- [Exercise objective]
Reproduce the following material exactly, including every line.

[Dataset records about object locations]

__________

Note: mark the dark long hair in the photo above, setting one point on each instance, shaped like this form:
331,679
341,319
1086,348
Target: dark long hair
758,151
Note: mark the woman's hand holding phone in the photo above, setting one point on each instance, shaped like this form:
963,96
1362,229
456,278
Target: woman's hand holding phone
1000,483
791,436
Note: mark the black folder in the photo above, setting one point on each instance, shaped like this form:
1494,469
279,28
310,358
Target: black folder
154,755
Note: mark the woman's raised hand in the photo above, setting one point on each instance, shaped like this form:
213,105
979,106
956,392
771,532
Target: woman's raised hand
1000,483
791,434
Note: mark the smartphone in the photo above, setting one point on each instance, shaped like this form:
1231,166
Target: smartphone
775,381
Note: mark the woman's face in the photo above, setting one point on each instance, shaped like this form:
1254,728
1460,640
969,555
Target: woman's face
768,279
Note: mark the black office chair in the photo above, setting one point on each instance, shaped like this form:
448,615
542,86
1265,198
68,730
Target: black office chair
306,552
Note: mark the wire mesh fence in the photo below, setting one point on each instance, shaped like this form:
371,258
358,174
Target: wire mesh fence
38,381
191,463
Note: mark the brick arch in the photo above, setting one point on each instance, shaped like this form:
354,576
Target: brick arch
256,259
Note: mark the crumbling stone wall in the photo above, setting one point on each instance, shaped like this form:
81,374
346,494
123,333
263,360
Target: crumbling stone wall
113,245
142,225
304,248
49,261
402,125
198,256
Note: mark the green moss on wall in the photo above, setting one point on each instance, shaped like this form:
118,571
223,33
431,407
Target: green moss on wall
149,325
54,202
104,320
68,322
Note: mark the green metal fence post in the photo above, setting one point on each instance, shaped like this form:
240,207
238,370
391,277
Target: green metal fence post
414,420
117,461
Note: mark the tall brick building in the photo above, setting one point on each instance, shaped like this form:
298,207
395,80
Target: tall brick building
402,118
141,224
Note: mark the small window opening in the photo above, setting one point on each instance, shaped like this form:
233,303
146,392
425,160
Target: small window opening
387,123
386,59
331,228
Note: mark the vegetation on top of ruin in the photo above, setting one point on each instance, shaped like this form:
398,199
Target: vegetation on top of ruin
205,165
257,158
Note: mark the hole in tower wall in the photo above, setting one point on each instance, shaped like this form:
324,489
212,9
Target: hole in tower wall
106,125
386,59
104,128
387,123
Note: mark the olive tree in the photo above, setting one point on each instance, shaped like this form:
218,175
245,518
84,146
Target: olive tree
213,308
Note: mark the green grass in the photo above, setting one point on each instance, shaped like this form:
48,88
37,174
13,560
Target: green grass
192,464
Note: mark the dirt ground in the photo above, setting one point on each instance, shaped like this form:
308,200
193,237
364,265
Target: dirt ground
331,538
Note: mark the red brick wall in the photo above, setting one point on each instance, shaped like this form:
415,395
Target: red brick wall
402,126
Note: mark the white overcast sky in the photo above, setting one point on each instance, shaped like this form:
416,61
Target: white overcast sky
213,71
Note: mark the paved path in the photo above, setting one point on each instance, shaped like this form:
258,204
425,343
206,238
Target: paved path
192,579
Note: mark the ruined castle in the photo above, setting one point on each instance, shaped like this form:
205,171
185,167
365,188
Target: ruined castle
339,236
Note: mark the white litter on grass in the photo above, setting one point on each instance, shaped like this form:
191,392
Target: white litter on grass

__________

- [Problem solution]
Note: mark the dark long hair in the photo above, setting one point on each instance, shaped like this form:
331,679
341,319
1086,348
Target: dark long hair
758,151
Note: mark the woman's hand holding phone in the photo above, setting one point on each instance, shaped like this form:
963,96
1362,229
456,278
Target: woman's hand holding phone
1000,483
791,436
Note: mark the black folder in the photo above, setting one point on each instance, shaped like this form:
1494,469
279,28
310,358
Target: black folder
154,755
Note: mark the woman's raised hand in the photo above, setting one point on each instance, shaped like this form:
213,105
979,106
956,392
771,532
Target: woman's raised hand
1000,483
791,434
Note: mark the smartphone in the photo above, setting one point on each instance, shaped like this form:
1231,166
Target: smartphone
775,381
Note: mark the woman's face in the photo above, setting one point on each instance, shaped like this form:
1254,728
1460,640
969,555
Target: woman's face
768,279
Note: mark the black office chair in the photo above, setting one point on each instance, shaped like this form:
448,615
542,86
1265,198
68,730
Target: black office chair
306,552
Note: mark the wire mesh fence in the photo below, setting one point on each instance, shaped like this form:
371,258
358,174
Target: wire mesh fence
38,381
191,463
Note: mark the brick arch in the photo above, setting one point on each instance, shaped like this form:
354,576
Target: brick arch
256,259
Note: mark the crumbling stone wall in the photo above, setting one point on each instance, shaped like this form:
81,374
346,494
123,333
263,360
Target: crumbling stone wall
113,245
142,225
304,248
49,261
402,125
198,256
Note: mark the green moss on wall in the photo above, setting one point on each instance, shaped like this form:
118,571
223,33
431,407
Target: green moss on wall
149,325
54,202
104,320
68,322
Note: mark the green metal fence post in the photo above, setting one point on each instance, shaped like this form:
240,207
238,370
391,277
Target: green metal fence post
414,420
117,461
Note: mark the tall brick building in the photo above, setting one point on each instance, shaped like this form:
298,207
395,80
Target: tall brick building
402,118
141,224
Note: mark the small window opening in the photo above, setting one point on each instance, shaped like this form:
233,303
146,392
425,160
Target: small window opening
387,123
386,59
331,228
Note: mark the vegetation on top of ruin in the photo above, setting one point on each instance, shaped like this form:
398,199
Target: vegetation on top of ruin
205,165
257,158
Note: mark the hole in tower wall in the photo above, setting one point on each instance, shaped like this form:
324,489
212,9
Target: hole in tower wall
106,125
386,59
104,128
387,123
Note: mark the olive tree in the photo above, setting one point on each instance, shaped like this form:
218,175
245,518
84,146
Target: olive tree
213,308
Note: mark the green grass in the photo above, setting one point on each instance, shaped like this form:
48,88
37,174
13,560
Target: green grass
192,464
Note: mark the dirt ground in the photo above, setting one point on each instance, shaped like this form:
308,200
193,237
364,265
Target: dirt ground
331,538
Note: mark the red brick wall in the photo above, setting one point on each instance, shaped like this form:
415,395
Target: red brick wall
402,126
Note: mark the white overcast sky in the photo above, setting one point on each instance, shaped like this form:
416,61
Target: white overcast sky
213,71
Note: mark the paved path in the photo above, setting one point on each instance, shaped like this form:
258,204
425,343
206,238
Target: paved path
192,579
Note: mark the ruined castle in the photo above, setting one point on each instance, shaped like this form:
205,171
185,167
365,188
Target: ruined castle
339,236
Note: mark the white litter on grass in the photo above, setting one point on each instance, shaped like this form:
191,392
Target: white litter on grass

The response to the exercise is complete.